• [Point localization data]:
————
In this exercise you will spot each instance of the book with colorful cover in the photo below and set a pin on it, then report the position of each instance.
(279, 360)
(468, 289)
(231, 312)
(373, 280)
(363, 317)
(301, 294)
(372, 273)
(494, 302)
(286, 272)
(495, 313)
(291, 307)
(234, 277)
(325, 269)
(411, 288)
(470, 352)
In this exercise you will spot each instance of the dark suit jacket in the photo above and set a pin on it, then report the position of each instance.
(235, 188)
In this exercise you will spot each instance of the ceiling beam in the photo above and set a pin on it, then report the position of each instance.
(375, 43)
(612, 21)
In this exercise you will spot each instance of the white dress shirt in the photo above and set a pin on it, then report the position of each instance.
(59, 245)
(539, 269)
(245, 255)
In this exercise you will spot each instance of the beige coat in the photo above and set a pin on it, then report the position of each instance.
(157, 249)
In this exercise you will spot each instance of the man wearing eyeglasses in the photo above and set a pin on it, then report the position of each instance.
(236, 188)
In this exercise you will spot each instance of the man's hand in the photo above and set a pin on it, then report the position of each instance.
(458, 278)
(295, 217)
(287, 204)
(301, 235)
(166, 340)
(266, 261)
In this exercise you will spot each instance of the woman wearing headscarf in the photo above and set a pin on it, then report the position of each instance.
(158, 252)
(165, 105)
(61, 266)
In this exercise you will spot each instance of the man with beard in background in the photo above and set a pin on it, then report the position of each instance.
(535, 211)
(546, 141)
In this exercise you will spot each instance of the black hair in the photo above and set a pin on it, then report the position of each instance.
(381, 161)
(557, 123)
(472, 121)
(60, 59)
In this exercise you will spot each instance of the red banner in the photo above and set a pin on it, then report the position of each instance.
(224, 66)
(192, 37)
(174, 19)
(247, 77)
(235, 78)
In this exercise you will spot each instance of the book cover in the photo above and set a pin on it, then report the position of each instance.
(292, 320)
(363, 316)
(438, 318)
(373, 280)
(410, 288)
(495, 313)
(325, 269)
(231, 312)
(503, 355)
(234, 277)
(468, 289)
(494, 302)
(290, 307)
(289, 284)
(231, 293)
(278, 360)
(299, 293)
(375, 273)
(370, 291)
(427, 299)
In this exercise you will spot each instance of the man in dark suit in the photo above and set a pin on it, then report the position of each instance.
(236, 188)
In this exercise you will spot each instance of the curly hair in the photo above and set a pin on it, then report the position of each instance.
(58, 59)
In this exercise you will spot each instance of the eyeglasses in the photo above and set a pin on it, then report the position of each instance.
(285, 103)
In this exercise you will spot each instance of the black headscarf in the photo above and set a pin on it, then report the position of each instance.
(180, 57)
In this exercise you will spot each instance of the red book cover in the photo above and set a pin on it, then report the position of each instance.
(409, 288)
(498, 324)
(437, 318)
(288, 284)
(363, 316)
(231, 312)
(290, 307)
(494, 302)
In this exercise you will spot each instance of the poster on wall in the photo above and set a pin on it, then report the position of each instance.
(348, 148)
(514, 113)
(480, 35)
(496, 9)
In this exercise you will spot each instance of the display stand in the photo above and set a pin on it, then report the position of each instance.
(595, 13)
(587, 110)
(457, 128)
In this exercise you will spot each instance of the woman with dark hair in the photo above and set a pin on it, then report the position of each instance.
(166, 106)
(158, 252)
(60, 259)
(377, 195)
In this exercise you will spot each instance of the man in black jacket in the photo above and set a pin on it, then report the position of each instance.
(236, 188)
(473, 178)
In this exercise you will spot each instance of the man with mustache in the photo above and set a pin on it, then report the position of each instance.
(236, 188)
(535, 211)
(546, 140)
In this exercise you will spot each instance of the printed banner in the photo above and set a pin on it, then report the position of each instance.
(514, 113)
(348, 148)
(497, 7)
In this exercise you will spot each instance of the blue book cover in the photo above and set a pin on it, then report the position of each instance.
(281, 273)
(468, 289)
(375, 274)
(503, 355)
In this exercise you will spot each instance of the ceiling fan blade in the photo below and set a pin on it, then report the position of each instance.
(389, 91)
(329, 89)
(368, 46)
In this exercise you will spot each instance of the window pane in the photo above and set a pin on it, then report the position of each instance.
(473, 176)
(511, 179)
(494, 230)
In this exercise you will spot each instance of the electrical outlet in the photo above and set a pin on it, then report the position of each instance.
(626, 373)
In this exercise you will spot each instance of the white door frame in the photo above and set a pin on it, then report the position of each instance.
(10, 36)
————
• [Work request]:
Give back the entries above precisely as they appear.

• [Solution to this exercise]:
In this exercise you will spot each instance of the book with colorful cover in the photo below and set a pin on it, then report the position of each instance.
(279, 360)
(468, 289)
(231, 312)
(373, 280)
(363, 317)
(301, 294)
(372, 273)
(494, 302)
(286, 272)
(495, 313)
(291, 307)
(234, 277)
(325, 269)
(411, 288)
(470, 352)
In this exercise you will spot each instance of the dark suit jacket in the photo above and set a pin on it, then report the position of each instance.
(235, 188)
In this exercise you will spot each instance of the ceiling beam in the photo above and set a pin on it, then report the position of each instance.
(375, 43)
(612, 21)
In this exercise you will spot each instance of the white dress shirt in the photo above and set a pin on it, then report the position of each instance.
(59, 245)
(539, 269)
(245, 255)
In this exercise you will spot each instance of the beige coat in the photo above and set a pin on it, then report the position of each instance.
(157, 249)
In this exercise you will spot each instance of the man wearing eyeglasses in the photo above and set a pin on it, then report the position of each instance.
(236, 188)
In this exercise you will spot each instance of the man's hand in the photo above and set a pin on it, then report the position of each instance.
(458, 278)
(295, 217)
(287, 204)
(301, 235)
(166, 340)
(266, 261)
In this exercise you will spot each instance of the woman wearing headscarf in the photo above and set a pin on it, then report the position of each instance.
(158, 252)
(165, 105)
(61, 266)
In this exercise you will spot each instance of the man with beard in background in the photo above and set a pin on it, then report the position of each instance.
(535, 211)
(546, 141)
In this exercise you will spot each instance of the black hair in the photo above and set a pin on it, then report the position of each instance.
(381, 161)
(557, 123)
(472, 121)
(60, 59)
In this exercise you will spot each instance of the red banner in the photo above and set a pin on it, then report the position of each instance.
(224, 66)
(192, 37)
(174, 19)
(247, 77)
(235, 78)
In this exercise you will spot each instance of the book cover in the photo above and set a pin on it, then report the position of each instance.
(292, 320)
(363, 316)
(438, 318)
(373, 280)
(410, 288)
(495, 313)
(325, 269)
(231, 312)
(503, 355)
(234, 277)
(468, 289)
(494, 302)
(290, 307)
(289, 284)
(231, 293)
(278, 360)
(299, 293)
(375, 273)
(370, 291)
(427, 299)
In this exercise you will spot each instance of the man in dark suit in the photo above and set a pin on it, then report the position of each instance.
(236, 188)
In this exercise you will spot each instance of the curly hair in the photo above and set a pin on it, then report the position of each instance.
(58, 59)
In this exercise you will spot each instance of the eyeglasses in the photo above and set a pin on it, then report the position of each instance.
(285, 103)
In this exercise you will spot each instance of the black headscarf in the photo above and set a pin on it, then report the position of each instance.
(180, 57)
In this exercise you will spot each instance of the red book cover in the photo above and set a pin on it, then report the position of each instance.
(409, 288)
(498, 324)
(437, 318)
(288, 284)
(363, 316)
(231, 312)
(290, 307)
(494, 302)
In this exercise you will spot each instance of the poster on wall in the photo above and set a pin on it, then report the position of each instance.
(348, 148)
(514, 113)
(480, 35)
(496, 9)
In this exercise you will spot each instance of the display stand in the photo above and set a pin on it, then report the position of each instance.
(595, 13)
(587, 110)
(457, 128)
In this exercise you will spot each instance of the woman with dark hair in the photo above and set a pin on it, then report the position of each instance.
(166, 106)
(158, 252)
(60, 259)
(377, 195)
In this exercise you will spot each instance of the man in black jacket in the photo above and set a pin on it, then report the position of each instance.
(236, 188)
(473, 178)
In this exercise you will spot each instance of the man with mustache in the photo above and set a pin on it, then report the position of each instance.
(236, 188)
(535, 211)
(546, 140)
In this exercise you will spot each instance of the printed banner in the photo above and set a pin on it, then report the position of each instance.
(514, 113)
(348, 148)
(497, 7)
In this exercise you will spot each instance of the blue book cover in the photo above and set a pin on it, then report the position of each instance.
(281, 273)
(468, 289)
(375, 274)
(503, 355)
In this exercise you will spot each instance of the ceiling fan blade in the photo below and set a pin on it, then report the position of each instance.
(389, 91)
(329, 89)
(368, 46)
In this exercise you will spot each instance of the window pane in the photo above and set a pin on it, then report the position of each instance.
(473, 176)
(511, 179)
(494, 230)
In this exercise you will spot each instance of the electrical outlet in the photo above and set a pin on it, then report the position of each instance.
(626, 373)
In this exercise you will spot each instance of the white door frame in the photo above and set a pin on it, then report the position of each instance.
(10, 36)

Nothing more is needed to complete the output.